WHAT YOU WILL DO ->
(1) Please pull out every line of the records that contains the string "Target" and copy each one.
(2) Resume the blog page about leaving a Sicilian island and visiting Ellis Island, starting right after its final sentence.
#### READING PASSAGE
18 December 2007
I would one day leave my Island,
the rocky islets, the sunrises on the sea,
the olive groves, the caper fields and the vineyards;
and I would no longer hear
the singing of cicadas during the summer heat,
or wasps buzzing around the pergola
or lizards hiding
In the cracks of walls, but…
I don’t know.
I have brought along with me so many things,
but the dearest and the most precious things
I have left on that Island,
and they appear in my thoughts,
when my misty memory
Planted in the islands,
we have uprooted out children
Only to have them grow elsewhere.
In the vineyards now there are only weeds.
And yes, near the bottom of Panel 399 was his name: Salvatore Seminatore.
Is your ancestor commemorated on the wall? You can check here.
16 December 2007
A couple of months ago I learned about a special exhibit titled, "Sicilian Crossings," that would be showing at the Ellis Island Immigration Museum for only three months.
Visiting New York City has long been on my personal travel list, and when coupled with low air fare and generous friends who provided a bed for me to sleep on -- how could I pass on the opportunity?
########
#### DATA ENTRIES
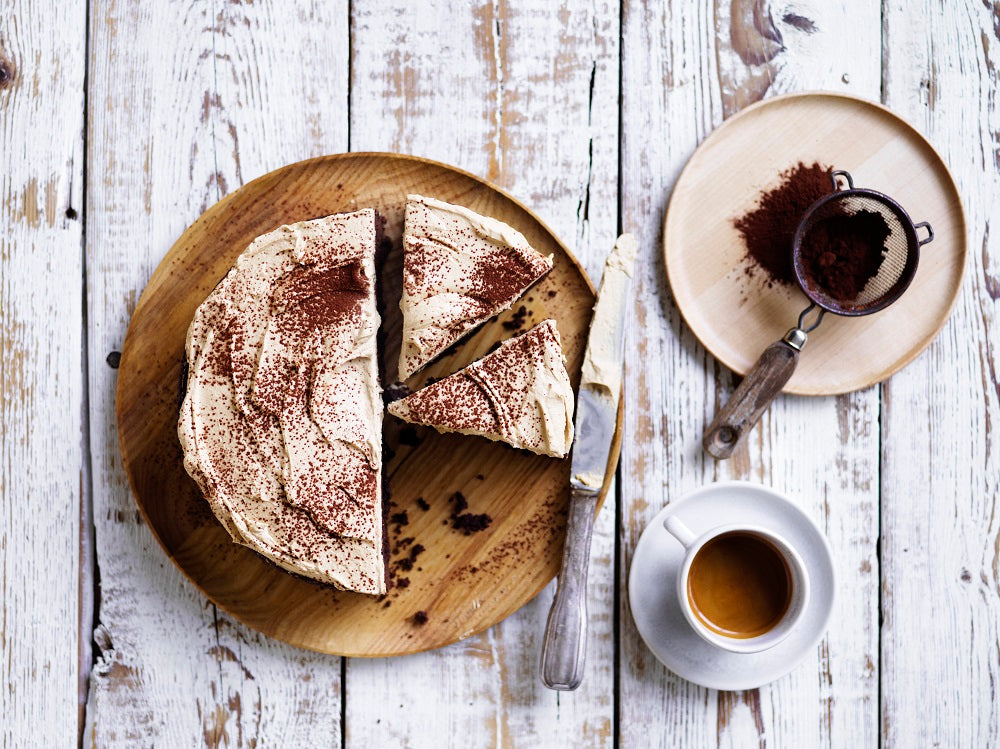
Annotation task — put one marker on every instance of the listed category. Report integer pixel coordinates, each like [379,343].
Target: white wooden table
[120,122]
########
#### DATA ENTRIES
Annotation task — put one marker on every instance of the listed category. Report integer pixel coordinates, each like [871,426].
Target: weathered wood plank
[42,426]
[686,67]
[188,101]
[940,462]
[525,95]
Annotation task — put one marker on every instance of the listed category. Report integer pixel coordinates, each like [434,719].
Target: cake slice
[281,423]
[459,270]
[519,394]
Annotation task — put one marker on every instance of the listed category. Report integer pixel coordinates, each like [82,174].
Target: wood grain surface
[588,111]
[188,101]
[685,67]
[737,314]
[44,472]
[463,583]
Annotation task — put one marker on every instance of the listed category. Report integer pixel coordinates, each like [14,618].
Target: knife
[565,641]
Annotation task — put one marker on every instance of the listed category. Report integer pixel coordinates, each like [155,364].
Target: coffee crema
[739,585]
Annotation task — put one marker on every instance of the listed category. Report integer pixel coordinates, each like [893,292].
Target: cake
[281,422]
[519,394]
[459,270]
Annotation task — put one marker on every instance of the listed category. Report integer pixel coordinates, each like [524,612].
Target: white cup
########
EXPECTED OUTPUTS ->
(1)
Target: white wooden table
Target: weathered wood plank
Target: cake slice
Target: wood grain surface
Target: knife
Target: coffee crema
Target: cake
Target: white cup

(2)
Ellis Island has significant meaning to me because my great-grandparents immigrated from Sicily to Pennsylvania via this port of entry. So in the forefront of my mind during my time there was the experience Angela Marie, her three children, and her brother may have had as they were processed among thousands of other immigrants.
The baggage room was on the main level just beyond the entrance. New arrivals were instructed to leave their trunks here while they continued upstairs to the Grand Hall on the second floor.
The Grand Hall was often referred to as the Hall of Babel due to the cacophony of foreign tongues that filled this space, all vying to be heard and understood during a process that could often be fraught with uncertainties.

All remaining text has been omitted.